(Coordinate annotation entries)
• • • • • • •

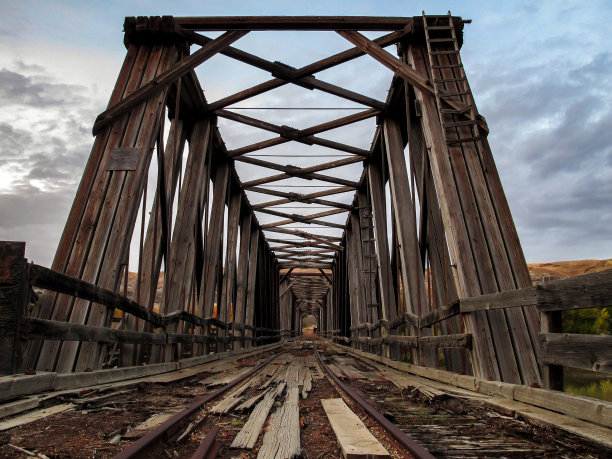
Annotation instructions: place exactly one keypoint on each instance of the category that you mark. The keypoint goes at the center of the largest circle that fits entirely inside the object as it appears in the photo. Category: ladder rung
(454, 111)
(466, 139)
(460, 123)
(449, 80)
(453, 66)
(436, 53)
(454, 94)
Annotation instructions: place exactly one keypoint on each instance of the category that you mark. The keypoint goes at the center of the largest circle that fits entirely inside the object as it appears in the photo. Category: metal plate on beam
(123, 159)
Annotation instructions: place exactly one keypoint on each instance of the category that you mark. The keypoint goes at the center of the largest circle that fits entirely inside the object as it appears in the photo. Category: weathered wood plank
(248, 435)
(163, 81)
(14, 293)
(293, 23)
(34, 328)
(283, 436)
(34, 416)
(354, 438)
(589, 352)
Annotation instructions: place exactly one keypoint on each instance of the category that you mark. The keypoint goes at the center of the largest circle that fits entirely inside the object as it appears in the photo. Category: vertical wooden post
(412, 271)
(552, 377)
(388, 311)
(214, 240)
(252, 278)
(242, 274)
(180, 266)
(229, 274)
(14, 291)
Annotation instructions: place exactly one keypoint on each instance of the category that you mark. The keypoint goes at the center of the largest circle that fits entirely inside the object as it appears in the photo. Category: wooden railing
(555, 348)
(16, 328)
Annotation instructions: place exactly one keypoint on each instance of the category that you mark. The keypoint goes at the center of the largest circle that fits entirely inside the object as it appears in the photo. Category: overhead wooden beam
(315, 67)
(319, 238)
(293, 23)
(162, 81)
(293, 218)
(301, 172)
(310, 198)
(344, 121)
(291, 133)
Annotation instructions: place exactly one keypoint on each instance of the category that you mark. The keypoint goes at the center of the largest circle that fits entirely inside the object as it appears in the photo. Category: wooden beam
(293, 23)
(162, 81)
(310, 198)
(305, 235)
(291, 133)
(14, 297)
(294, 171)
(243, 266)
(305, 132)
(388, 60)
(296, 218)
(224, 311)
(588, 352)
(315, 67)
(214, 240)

• • • • • • •

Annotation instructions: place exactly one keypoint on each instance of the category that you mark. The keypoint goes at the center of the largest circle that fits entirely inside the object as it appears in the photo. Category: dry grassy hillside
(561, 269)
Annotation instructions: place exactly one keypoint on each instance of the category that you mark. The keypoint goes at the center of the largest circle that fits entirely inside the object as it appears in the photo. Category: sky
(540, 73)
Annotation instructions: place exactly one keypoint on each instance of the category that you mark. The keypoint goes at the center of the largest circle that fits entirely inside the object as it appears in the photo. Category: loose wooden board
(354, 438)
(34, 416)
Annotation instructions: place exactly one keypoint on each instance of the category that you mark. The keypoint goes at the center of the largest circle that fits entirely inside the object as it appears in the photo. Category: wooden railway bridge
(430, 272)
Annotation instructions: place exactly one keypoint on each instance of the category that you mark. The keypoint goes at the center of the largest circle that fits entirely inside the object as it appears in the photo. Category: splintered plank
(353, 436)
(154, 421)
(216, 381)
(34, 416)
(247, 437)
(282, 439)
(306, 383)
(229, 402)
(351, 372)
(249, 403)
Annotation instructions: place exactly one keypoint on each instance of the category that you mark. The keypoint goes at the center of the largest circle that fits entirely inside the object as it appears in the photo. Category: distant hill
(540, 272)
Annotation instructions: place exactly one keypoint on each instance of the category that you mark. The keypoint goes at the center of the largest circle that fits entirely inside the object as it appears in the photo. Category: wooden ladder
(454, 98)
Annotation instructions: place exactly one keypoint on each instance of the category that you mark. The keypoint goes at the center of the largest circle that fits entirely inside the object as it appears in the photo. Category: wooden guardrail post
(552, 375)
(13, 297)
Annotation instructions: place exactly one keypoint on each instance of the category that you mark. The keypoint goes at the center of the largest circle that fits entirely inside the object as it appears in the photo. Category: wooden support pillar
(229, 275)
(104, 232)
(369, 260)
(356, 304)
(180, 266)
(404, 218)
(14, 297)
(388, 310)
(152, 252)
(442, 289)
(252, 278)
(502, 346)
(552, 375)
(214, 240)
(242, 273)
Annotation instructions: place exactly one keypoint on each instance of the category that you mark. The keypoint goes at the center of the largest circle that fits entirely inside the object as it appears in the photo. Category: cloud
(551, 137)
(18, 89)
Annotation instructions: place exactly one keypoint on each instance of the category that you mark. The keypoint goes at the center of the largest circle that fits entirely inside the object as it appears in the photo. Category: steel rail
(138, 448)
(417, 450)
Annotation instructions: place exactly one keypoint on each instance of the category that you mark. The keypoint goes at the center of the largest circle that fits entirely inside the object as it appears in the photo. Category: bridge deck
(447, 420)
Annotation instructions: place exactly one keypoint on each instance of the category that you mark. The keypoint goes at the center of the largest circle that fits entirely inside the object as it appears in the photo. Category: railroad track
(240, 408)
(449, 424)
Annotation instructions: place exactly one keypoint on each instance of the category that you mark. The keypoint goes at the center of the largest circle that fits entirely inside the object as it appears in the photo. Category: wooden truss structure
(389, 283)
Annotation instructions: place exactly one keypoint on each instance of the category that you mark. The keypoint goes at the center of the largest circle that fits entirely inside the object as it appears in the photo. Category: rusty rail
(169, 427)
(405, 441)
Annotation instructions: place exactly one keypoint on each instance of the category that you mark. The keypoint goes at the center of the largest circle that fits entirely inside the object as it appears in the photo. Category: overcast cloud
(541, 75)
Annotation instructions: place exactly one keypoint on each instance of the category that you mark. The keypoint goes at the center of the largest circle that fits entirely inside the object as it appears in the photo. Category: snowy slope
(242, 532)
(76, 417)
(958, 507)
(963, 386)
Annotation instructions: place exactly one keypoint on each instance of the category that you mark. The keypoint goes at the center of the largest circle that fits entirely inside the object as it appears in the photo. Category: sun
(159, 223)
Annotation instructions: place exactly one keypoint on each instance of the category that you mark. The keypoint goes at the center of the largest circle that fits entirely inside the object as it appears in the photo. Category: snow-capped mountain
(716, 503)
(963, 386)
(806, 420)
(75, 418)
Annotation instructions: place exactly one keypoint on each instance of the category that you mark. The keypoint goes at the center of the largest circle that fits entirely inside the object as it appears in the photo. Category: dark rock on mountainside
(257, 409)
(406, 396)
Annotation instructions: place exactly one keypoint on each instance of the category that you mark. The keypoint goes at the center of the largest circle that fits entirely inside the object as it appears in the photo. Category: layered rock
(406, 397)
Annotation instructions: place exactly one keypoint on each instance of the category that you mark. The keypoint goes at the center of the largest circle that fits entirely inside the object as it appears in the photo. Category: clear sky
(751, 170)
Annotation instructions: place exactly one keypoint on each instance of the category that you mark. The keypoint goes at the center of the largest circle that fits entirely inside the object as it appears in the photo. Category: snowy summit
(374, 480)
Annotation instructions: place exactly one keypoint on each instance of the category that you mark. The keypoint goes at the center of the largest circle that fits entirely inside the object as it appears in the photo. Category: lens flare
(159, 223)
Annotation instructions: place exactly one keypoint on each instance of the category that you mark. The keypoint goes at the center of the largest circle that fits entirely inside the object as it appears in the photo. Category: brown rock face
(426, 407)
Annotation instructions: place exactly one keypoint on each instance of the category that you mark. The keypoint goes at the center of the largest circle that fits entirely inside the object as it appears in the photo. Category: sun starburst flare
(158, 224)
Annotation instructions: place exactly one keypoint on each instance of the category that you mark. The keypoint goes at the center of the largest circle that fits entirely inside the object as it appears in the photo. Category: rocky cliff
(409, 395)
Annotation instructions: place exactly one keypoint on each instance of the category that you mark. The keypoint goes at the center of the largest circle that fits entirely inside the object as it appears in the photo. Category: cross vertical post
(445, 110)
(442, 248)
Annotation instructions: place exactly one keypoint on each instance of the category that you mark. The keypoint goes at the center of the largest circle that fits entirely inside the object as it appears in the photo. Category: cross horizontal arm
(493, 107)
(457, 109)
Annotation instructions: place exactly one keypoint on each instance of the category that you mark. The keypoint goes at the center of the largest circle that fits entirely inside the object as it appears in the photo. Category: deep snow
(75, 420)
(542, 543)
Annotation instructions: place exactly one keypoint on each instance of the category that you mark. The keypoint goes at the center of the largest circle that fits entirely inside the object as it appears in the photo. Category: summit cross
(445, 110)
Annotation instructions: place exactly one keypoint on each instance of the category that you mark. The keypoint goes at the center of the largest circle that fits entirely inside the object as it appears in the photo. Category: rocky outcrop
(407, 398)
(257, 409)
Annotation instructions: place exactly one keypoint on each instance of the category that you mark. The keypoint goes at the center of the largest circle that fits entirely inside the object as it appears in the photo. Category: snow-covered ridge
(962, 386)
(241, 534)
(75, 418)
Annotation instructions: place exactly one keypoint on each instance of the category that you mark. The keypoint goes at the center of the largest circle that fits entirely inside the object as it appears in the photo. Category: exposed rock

• • • • • • •

§ Written instruction: How many rows above contain the string "plank"? Reply with the number alone.

§ Written reply: 2